- **Work order**
Return verbatim the line containing "hey friend, could you box the white sneaker in" together with all lines that follow it, through the end of the records.

───── Information shown ─────

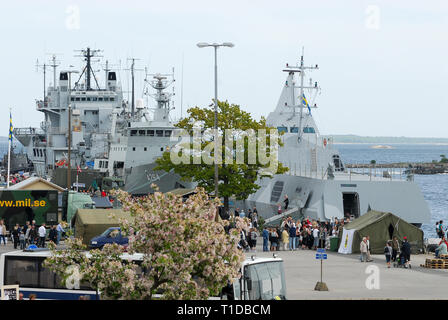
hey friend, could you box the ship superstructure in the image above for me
[244,51,431,226]
[14,48,125,181]
[14,48,192,194]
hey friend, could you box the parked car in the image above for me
[89,227,128,250]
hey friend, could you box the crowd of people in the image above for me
[0,219,65,249]
[260,216,348,252]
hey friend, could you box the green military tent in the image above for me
[339,210,424,254]
[72,209,134,245]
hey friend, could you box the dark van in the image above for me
[89,227,128,249]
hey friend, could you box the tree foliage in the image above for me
[44,187,246,300]
[155,100,288,212]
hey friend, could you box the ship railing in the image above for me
[36,99,50,109]
[13,127,45,136]
[345,165,406,181]
[288,161,406,181]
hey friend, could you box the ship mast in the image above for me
[75,48,102,90]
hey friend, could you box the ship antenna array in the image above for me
[125,58,144,118]
[284,47,320,141]
[74,48,103,91]
[36,54,61,102]
[35,59,47,102]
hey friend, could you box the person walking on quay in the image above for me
[0,220,7,246]
[312,226,319,250]
[38,223,46,248]
[262,227,269,252]
[391,236,400,262]
[49,225,57,244]
[12,224,20,249]
[283,194,289,211]
[282,228,289,251]
[19,231,26,250]
[289,223,296,251]
[384,241,393,268]
[360,237,368,262]
[435,236,448,258]
[270,228,279,251]
[437,220,445,238]
[366,235,373,262]
[56,222,65,245]
[249,228,258,251]
[401,236,411,268]
[28,225,37,245]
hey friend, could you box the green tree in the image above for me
[155,100,288,214]
[440,155,448,163]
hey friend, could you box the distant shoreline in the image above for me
[333,142,448,145]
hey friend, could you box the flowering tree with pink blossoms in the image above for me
[44,187,246,300]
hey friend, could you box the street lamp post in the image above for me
[66,70,79,190]
[197,42,234,210]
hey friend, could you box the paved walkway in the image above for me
[245,241,448,299]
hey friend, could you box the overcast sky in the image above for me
[0,0,447,138]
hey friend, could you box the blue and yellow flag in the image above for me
[301,94,311,115]
[8,112,13,142]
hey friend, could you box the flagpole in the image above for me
[7,134,11,189]
[7,109,12,189]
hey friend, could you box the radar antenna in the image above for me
[74,48,103,90]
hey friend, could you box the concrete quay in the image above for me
[246,242,448,300]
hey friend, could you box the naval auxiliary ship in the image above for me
[243,52,430,226]
[13,48,193,194]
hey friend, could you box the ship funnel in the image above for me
[59,71,68,91]
[136,98,144,109]
[107,71,117,91]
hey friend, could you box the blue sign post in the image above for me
[315,248,329,291]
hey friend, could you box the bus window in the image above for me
[5,257,39,287]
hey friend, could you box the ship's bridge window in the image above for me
[86,97,91,101]
[92,97,98,101]
[147,130,154,136]
[104,97,109,101]
[277,126,288,134]
[303,127,316,134]
[290,127,299,133]
[81,97,86,101]
[138,130,145,136]
[110,97,115,101]
[75,97,80,101]
[130,130,137,136]
[98,97,103,101]
[70,97,75,101]
[156,130,163,137]
[164,130,172,137]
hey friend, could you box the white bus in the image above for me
[222,255,287,300]
[0,249,143,300]
[0,249,286,300]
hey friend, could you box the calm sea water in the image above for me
[336,143,448,238]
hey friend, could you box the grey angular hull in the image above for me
[241,173,431,225]
[123,163,195,195]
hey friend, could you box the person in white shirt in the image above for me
[38,223,46,248]
[312,227,320,249]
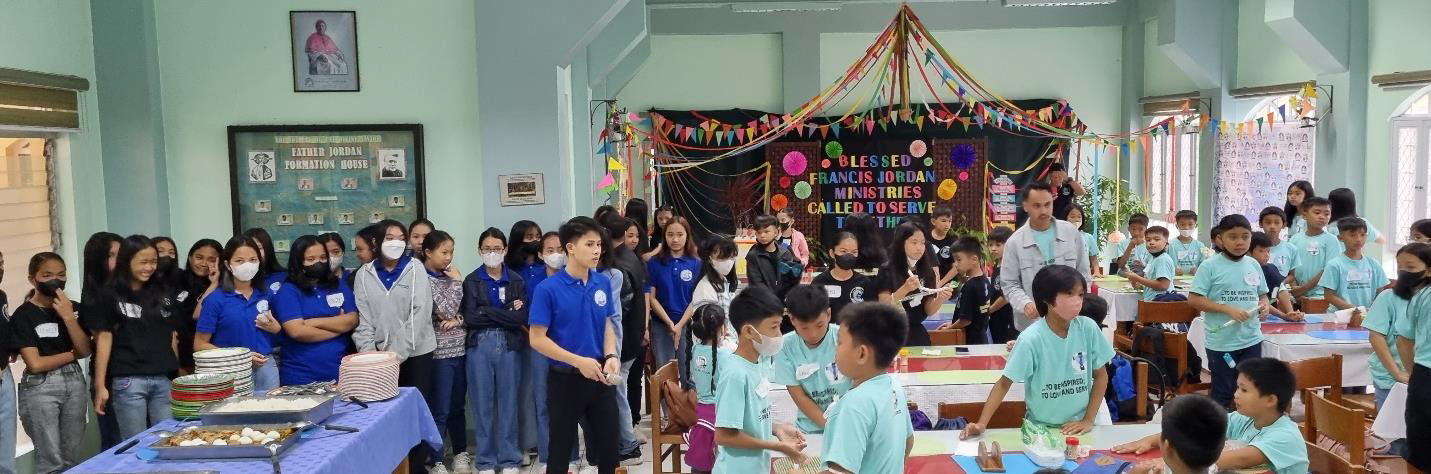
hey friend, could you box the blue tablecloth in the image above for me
[68,387,441,474]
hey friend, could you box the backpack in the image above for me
[1104,355,1152,422]
[1131,325,1202,391]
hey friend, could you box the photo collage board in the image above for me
[228,124,425,269]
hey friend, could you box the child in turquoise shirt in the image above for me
[774,285,850,434]
[1287,196,1339,300]
[820,302,915,473]
[961,264,1112,437]
[1393,244,1431,471]
[712,286,804,472]
[1123,226,1176,301]
[1320,217,1389,313]
[1169,210,1208,275]
[1111,394,1227,474]
[1258,207,1300,285]
[682,302,727,472]
[1115,213,1152,275]
[1189,215,1270,408]
[1114,358,1306,474]
[1066,206,1101,276]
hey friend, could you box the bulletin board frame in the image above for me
[226,124,426,265]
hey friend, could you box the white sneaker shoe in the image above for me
[525,463,545,474]
[428,464,452,474]
[451,452,475,473]
[498,468,522,474]
[577,467,598,474]
[476,469,496,474]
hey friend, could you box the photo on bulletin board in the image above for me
[227,124,425,269]
[290,11,359,92]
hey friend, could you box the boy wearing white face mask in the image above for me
[713,286,807,471]
[1170,210,1208,276]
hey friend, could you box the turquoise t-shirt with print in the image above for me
[1364,290,1409,390]
[1191,254,1268,352]
[1002,316,1113,426]
[1114,240,1153,273]
[1318,254,1388,308]
[1225,413,1309,474]
[821,373,914,474]
[1081,232,1099,261]
[713,353,775,472]
[1034,226,1057,265]
[1288,230,1341,298]
[773,324,851,433]
[1326,220,1383,248]
[1141,252,1177,302]
[1289,215,1307,237]
[1267,240,1299,279]
[1167,238,1207,274]
[690,344,723,404]
[1394,286,1431,369]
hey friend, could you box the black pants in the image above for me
[988,307,1017,344]
[626,352,645,422]
[1407,364,1431,470]
[398,352,436,473]
[547,369,619,474]
[1207,344,1262,409]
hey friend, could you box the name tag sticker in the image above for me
[795,363,818,380]
[1243,271,1261,286]
[326,293,345,308]
[498,287,507,303]
[36,323,59,338]
[824,285,842,298]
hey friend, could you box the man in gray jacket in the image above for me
[1000,181,1092,332]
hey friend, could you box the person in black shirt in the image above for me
[12,252,91,473]
[173,239,222,374]
[0,250,13,474]
[78,231,123,450]
[844,212,887,271]
[811,232,872,323]
[876,222,953,347]
[745,215,802,311]
[937,237,993,344]
[90,235,181,440]
[926,204,958,287]
[1047,163,1086,220]
[986,227,1017,343]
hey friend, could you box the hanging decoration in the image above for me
[952,144,977,169]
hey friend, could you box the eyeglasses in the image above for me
[480,247,505,253]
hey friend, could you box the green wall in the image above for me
[1236,0,1316,88]
[1143,20,1198,96]
[1364,0,1431,240]
[618,34,784,113]
[150,0,484,269]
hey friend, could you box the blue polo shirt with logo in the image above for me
[529,268,617,368]
[272,280,357,385]
[196,286,275,356]
[645,256,702,323]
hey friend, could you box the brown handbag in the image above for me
[661,379,698,431]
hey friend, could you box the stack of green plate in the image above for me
[171,373,234,420]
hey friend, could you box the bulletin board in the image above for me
[1212,123,1314,222]
[227,124,425,268]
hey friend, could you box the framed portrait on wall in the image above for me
[228,124,424,269]
[290,11,359,92]
[498,173,545,206]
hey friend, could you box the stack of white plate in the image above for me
[194,348,255,396]
[338,351,400,401]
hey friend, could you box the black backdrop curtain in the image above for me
[650,100,1067,246]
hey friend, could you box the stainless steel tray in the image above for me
[198,394,337,426]
[147,424,300,460]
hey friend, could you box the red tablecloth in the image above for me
[903,355,1007,372]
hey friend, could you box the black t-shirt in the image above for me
[875,265,936,325]
[926,233,956,279]
[171,274,210,370]
[812,271,872,323]
[0,290,10,370]
[10,301,75,359]
[85,289,180,377]
[1052,181,1077,220]
[954,276,993,345]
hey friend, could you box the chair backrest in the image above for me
[1134,300,1198,324]
[1304,389,1367,468]
[1129,327,1191,393]
[937,401,1026,429]
[1289,354,1344,404]
[929,328,966,346]
[1302,298,1331,315]
[648,361,678,427]
[1306,440,1367,474]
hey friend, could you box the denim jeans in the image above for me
[431,355,468,458]
[1206,344,1262,408]
[521,346,550,463]
[18,364,88,474]
[111,374,172,440]
[0,369,17,474]
[467,330,523,470]
[253,356,280,394]
[613,360,640,454]
[650,321,677,368]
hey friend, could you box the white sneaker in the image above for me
[477,470,496,474]
[428,464,452,474]
[498,468,522,474]
[577,467,598,474]
[525,463,545,474]
[451,452,475,473]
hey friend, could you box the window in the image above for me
[0,136,56,457]
[1145,114,1200,226]
[1391,88,1431,245]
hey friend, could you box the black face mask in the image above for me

─────

- **Expected answer**
hey friend, could you box the white sneaker in the image above for me
[477,470,496,474]
[428,464,452,474]
[498,468,522,474]
[577,467,598,474]
[525,463,545,474]
[451,452,475,473]
hey friend, could you box the window in the image above for me
[0,136,56,457]
[1145,114,1200,226]
[1391,88,1431,245]
hey friend, could you box the black face mask in the image above for me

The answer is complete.